[Short problem]
Reproduce only the data from the line with "search: weather vane" to the line with "top-left (3, 224), bottom-right (161, 298)", swapping "stone pedestal" for "marble pedestal" and leaving everything else unchanged.

##### Data provided

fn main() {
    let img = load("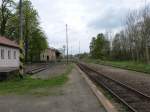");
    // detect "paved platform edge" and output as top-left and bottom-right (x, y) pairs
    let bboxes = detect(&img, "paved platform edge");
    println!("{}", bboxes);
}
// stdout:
(76, 65), (118, 112)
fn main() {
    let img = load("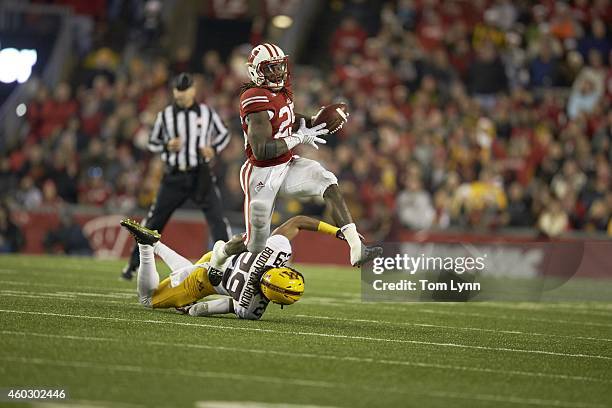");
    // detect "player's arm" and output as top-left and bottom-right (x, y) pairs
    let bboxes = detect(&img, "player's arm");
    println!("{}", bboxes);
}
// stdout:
(246, 111), (289, 160)
(272, 215), (344, 241)
(293, 113), (312, 132)
(272, 215), (365, 241)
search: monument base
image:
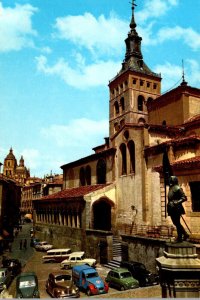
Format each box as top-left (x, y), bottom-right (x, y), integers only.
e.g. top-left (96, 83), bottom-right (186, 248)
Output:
top-left (156, 242), bottom-right (200, 298)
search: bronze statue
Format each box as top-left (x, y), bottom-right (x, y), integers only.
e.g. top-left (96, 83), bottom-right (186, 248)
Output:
top-left (167, 176), bottom-right (189, 242)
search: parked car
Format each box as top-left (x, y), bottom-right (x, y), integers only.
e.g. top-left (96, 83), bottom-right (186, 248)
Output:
top-left (42, 248), bottom-right (85, 263)
top-left (2, 258), bottom-right (22, 277)
top-left (106, 268), bottom-right (139, 291)
top-left (16, 272), bottom-right (40, 298)
top-left (35, 241), bottom-right (53, 251)
top-left (30, 237), bottom-right (40, 247)
top-left (60, 253), bottom-right (97, 269)
top-left (120, 261), bottom-right (159, 286)
top-left (72, 265), bottom-right (109, 296)
top-left (46, 272), bottom-right (80, 298)
top-left (0, 268), bottom-right (12, 291)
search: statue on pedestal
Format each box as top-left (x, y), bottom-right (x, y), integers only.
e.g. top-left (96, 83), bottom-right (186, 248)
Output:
top-left (167, 176), bottom-right (189, 242)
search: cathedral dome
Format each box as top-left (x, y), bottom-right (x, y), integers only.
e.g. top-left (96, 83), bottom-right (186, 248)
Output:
top-left (5, 148), bottom-right (16, 161)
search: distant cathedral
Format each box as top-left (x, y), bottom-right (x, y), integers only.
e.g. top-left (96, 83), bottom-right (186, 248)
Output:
top-left (3, 148), bottom-right (30, 183)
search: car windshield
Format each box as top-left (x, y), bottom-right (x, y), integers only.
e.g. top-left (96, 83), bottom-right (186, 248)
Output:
top-left (120, 272), bottom-right (132, 278)
top-left (55, 274), bottom-right (71, 282)
top-left (19, 278), bottom-right (36, 289)
top-left (0, 271), bottom-right (5, 277)
top-left (86, 272), bottom-right (99, 278)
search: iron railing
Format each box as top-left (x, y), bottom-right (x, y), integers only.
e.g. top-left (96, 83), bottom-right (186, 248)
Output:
top-left (119, 223), bottom-right (175, 239)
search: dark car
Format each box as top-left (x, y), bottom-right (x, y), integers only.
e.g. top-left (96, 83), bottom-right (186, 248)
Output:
top-left (30, 237), bottom-right (40, 247)
top-left (2, 258), bottom-right (22, 277)
top-left (105, 268), bottom-right (139, 291)
top-left (0, 268), bottom-right (12, 291)
top-left (16, 272), bottom-right (40, 298)
top-left (120, 261), bottom-right (159, 286)
top-left (46, 272), bottom-right (80, 298)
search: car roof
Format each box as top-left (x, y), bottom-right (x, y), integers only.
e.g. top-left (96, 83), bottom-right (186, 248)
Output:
top-left (69, 251), bottom-right (85, 257)
top-left (49, 271), bottom-right (71, 276)
top-left (18, 272), bottom-right (37, 278)
top-left (111, 268), bottom-right (129, 273)
top-left (0, 268), bottom-right (8, 272)
top-left (47, 248), bottom-right (71, 253)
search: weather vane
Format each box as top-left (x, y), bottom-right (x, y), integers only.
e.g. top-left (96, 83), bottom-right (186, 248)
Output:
top-left (129, 0), bottom-right (137, 9)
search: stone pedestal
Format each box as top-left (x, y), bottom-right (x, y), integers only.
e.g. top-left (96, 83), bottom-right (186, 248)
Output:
top-left (156, 242), bottom-right (200, 298)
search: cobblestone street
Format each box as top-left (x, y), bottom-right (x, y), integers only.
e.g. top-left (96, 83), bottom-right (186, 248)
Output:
top-left (3, 224), bottom-right (161, 298)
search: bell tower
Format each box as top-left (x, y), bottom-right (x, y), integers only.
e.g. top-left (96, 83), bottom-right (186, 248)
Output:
top-left (3, 148), bottom-right (17, 178)
top-left (109, 0), bottom-right (161, 138)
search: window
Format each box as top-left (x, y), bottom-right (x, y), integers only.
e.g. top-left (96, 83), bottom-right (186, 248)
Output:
top-left (85, 166), bottom-right (91, 185)
top-left (138, 95), bottom-right (144, 111)
top-left (128, 141), bottom-right (135, 173)
top-left (120, 144), bottom-right (127, 175)
top-left (120, 97), bottom-right (125, 110)
top-left (114, 101), bottom-right (119, 114)
top-left (80, 167), bottom-right (85, 186)
top-left (133, 78), bottom-right (137, 84)
top-left (189, 181), bottom-right (200, 212)
top-left (96, 158), bottom-right (106, 184)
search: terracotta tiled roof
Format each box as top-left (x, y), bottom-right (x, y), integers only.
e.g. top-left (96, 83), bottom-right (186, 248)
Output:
top-left (61, 148), bottom-right (116, 169)
top-left (37, 183), bottom-right (110, 200)
top-left (172, 156), bottom-right (200, 170)
top-left (153, 156), bottom-right (200, 173)
top-left (144, 135), bottom-right (200, 155)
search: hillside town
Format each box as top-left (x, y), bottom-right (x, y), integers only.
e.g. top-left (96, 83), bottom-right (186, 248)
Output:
top-left (0, 1), bottom-right (200, 298)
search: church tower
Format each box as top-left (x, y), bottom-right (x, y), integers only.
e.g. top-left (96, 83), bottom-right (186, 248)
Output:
top-left (109, 0), bottom-right (161, 138)
top-left (3, 148), bottom-right (17, 178)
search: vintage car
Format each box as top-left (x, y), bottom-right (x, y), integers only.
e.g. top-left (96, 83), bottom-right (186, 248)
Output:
top-left (46, 272), bottom-right (80, 298)
top-left (16, 272), bottom-right (40, 298)
top-left (120, 261), bottom-right (159, 286)
top-left (106, 268), bottom-right (139, 291)
top-left (30, 237), bottom-right (40, 247)
top-left (2, 258), bottom-right (22, 277)
top-left (60, 253), bottom-right (96, 269)
top-left (0, 268), bottom-right (12, 291)
top-left (35, 241), bottom-right (53, 251)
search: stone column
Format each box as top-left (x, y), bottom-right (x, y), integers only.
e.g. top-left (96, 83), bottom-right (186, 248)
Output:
top-left (156, 242), bottom-right (200, 298)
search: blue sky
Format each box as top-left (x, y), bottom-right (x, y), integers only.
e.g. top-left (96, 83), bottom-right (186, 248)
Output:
top-left (0, 0), bottom-right (200, 177)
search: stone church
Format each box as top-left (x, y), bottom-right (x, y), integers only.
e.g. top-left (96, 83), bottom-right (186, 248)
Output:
top-left (3, 148), bottom-right (30, 184)
top-left (34, 1), bottom-right (200, 259)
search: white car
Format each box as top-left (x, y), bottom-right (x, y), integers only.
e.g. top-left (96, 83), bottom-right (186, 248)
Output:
top-left (35, 241), bottom-right (53, 251)
top-left (60, 253), bottom-right (97, 269)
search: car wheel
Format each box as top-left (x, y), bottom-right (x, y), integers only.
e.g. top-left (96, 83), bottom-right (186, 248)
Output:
top-left (64, 265), bottom-right (69, 270)
top-left (86, 289), bottom-right (92, 296)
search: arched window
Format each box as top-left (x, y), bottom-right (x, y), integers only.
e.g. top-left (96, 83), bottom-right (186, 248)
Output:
top-left (120, 97), bottom-right (125, 111)
top-left (80, 167), bottom-right (85, 186)
top-left (138, 95), bottom-right (144, 111)
top-left (138, 118), bottom-right (146, 124)
top-left (114, 101), bottom-right (119, 115)
top-left (85, 166), bottom-right (91, 185)
top-left (128, 141), bottom-right (135, 173)
top-left (147, 97), bottom-right (153, 103)
top-left (120, 144), bottom-right (127, 175)
top-left (96, 158), bottom-right (106, 184)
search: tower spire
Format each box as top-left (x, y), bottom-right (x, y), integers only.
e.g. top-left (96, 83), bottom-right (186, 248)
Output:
top-left (130, 0), bottom-right (137, 29)
top-left (181, 59), bottom-right (187, 86)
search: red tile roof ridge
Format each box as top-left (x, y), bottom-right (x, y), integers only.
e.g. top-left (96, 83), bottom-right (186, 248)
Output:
top-left (41, 183), bottom-right (111, 200)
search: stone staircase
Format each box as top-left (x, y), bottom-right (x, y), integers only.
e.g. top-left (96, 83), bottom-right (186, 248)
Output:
top-left (104, 236), bottom-right (122, 269)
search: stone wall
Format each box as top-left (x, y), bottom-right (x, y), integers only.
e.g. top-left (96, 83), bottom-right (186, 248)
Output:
top-left (35, 224), bottom-right (113, 263)
top-left (122, 235), bottom-right (166, 273)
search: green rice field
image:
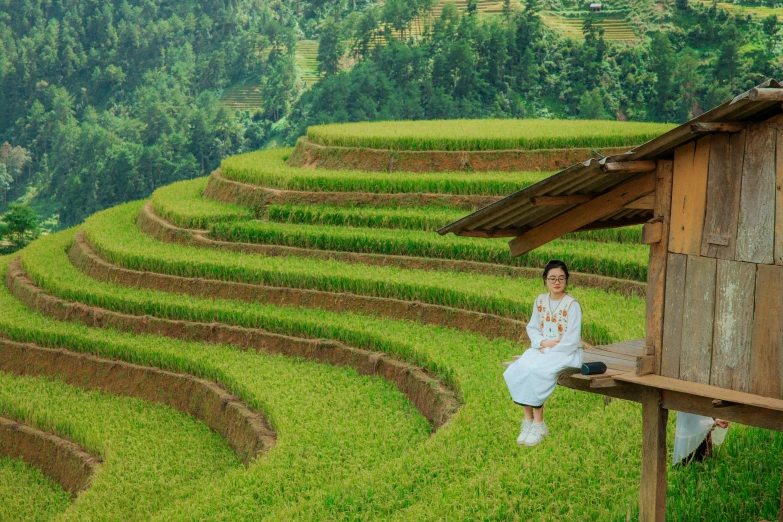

##########

[In response]
search: weather vane
Format each box as top-left (x, y), bottom-right (x, y), integers only.
e.g. top-left (96, 83), bottom-right (186, 248)
Output:
top-left (129, 0), bottom-right (137, 9)
search: marble pedestal
Format each box as top-left (x, y), bottom-right (x, y), integers only.
e.g. top-left (96, 83), bottom-right (186, 248)
Output:
top-left (156, 242), bottom-right (200, 298)
search: cobblestone street
Format each box as top-left (x, y), bottom-right (x, y), integers only.
e.g. top-left (96, 83), bottom-right (186, 248)
Output:
top-left (3, 224), bottom-right (161, 298)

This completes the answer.